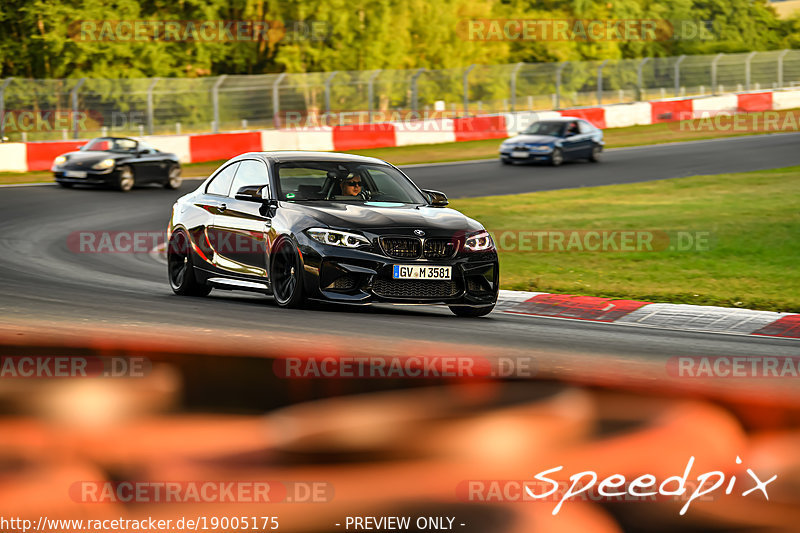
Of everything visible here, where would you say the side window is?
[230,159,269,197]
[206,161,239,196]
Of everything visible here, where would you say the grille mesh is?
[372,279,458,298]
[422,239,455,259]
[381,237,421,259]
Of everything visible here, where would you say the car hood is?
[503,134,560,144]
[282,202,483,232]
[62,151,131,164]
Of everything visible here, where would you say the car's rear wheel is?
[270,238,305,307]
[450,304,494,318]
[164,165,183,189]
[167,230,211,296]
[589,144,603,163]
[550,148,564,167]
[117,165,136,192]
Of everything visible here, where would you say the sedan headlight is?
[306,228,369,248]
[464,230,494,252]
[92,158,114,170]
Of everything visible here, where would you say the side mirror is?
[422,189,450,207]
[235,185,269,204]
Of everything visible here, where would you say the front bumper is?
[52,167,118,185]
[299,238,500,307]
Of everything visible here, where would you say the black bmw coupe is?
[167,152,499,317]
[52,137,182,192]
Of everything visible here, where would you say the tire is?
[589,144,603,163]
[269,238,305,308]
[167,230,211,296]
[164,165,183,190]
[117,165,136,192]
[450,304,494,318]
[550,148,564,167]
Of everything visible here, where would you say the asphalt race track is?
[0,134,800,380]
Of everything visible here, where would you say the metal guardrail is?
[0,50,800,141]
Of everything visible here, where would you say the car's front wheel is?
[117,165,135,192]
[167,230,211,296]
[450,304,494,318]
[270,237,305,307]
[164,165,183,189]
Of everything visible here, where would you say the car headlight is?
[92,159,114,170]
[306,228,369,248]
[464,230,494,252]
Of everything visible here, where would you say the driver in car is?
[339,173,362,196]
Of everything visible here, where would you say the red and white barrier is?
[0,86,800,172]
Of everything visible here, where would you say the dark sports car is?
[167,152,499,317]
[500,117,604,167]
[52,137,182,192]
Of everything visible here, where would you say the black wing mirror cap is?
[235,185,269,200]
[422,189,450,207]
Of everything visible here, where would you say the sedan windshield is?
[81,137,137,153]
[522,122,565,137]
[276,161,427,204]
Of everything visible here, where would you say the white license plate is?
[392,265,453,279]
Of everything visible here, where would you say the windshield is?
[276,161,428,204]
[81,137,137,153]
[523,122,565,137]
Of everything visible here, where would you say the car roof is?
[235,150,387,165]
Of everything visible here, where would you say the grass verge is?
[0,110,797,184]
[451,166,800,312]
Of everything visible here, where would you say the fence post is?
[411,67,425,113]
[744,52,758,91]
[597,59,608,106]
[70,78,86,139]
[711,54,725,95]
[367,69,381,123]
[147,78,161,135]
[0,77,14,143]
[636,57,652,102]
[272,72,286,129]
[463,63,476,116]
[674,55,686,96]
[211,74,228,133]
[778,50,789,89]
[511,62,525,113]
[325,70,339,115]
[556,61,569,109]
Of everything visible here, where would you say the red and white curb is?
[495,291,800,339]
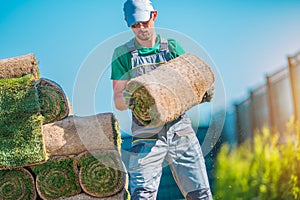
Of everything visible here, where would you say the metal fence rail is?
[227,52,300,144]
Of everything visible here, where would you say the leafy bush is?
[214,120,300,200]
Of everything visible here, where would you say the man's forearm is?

———

## Exercise goal
Please return every line of the material above word for word, leaving out the pictures.

## Full response
Of everything visible here, where would you say the side window is?
[230,159,269,197]
[206,161,239,196]
Of everything visible here, where would you say the grille mesh is?
[372,279,458,298]
[422,239,455,259]
[381,237,421,259]
Of everything visible here, where would you say the car hood is?
[503,134,560,144]
[282,202,483,232]
[62,151,131,164]
Of everything visible here, where would you say the car's rear wheel is?
[270,238,305,307]
[450,304,494,318]
[164,165,183,189]
[167,230,211,296]
[589,144,603,163]
[550,148,564,167]
[117,165,136,192]
Of everything visible here, where would you say the sedan headlight is?
[306,228,369,248]
[464,230,494,252]
[92,158,114,170]
Of everything visible here, where would you say the side mirror is?
[422,189,450,207]
[235,185,269,204]
Of everything visible here, where would you say the front bumper is?
[52,167,118,185]
[299,238,500,307]
Of everything visible here, where would you say the black bmw coupe is?
[167,152,499,317]
[52,137,182,192]
Of everything visible here, where would you say the tire is?
[589,144,603,163]
[269,238,305,308]
[167,230,211,296]
[164,165,183,190]
[117,165,136,192]
[450,304,494,318]
[550,148,564,167]
Of everything visible here, where would you say the asphalt race track is?
[0,134,800,380]
Of everything visible here, where would you say the metal guardrail is?
[0,50,800,141]
Of everything visible here, where would you say the car's front wheel is?
[117,165,135,192]
[167,230,211,296]
[450,304,494,318]
[270,237,305,307]
[164,165,183,189]
Of everything visible here, where would you say the car headlight is?
[92,159,114,170]
[306,228,369,248]
[464,230,494,252]
Of everything visible here, where would you say the driver in car is?
[339,173,362,196]
Of everything visible here, where would you say the red and white barrier is?
[0,86,800,172]
Of everything visible here, where would you say the dark sports car is?
[167,152,499,317]
[500,117,604,167]
[52,137,182,192]
Of everything visible here, where would you say the black wing mirror cap is?
[235,185,269,200]
[422,189,450,207]
Of everything visible here, where would you say the sedan windshield is?
[81,137,137,153]
[522,122,565,137]
[276,161,427,204]
Of everything visible here, where would you say the white license plate is?
[392,265,453,279]
Of everything visible here, where would you say the windshield is?
[276,161,428,204]
[81,137,137,153]
[523,122,565,137]
Of everything visible here, where would you say the car roof is?
[235,150,387,165]
Of everything visible here, where would you say the grass verge is?
[0,110,797,184]
[451,166,800,312]
Of everything visible here, where would you say the fence post is?
[411,67,425,113]
[744,52,758,91]
[597,59,608,106]
[70,78,86,139]
[711,54,725,95]
[367,69,381,123]
[147,78,161,135]
[0,77,14,143]
[636,57,652,102]
[272,72,286,129]
[463,63,476,116]
[674,55,686,96]
[211,74,228,133]
[778,50,789,89]
[511,62,525,113]
[325,70,339,115]
[556,61,569,109]
Of everything visible here, where would you say the red and white curb is?
[495,291,800,339]
Of everything visible here, where would you say the metal fence rail is?
[227,52,300,144]
Of everything visible here, where would you say the leafy bush is?
[214,120,300,200]
Of everything visible here, where would you say the man's forearm is?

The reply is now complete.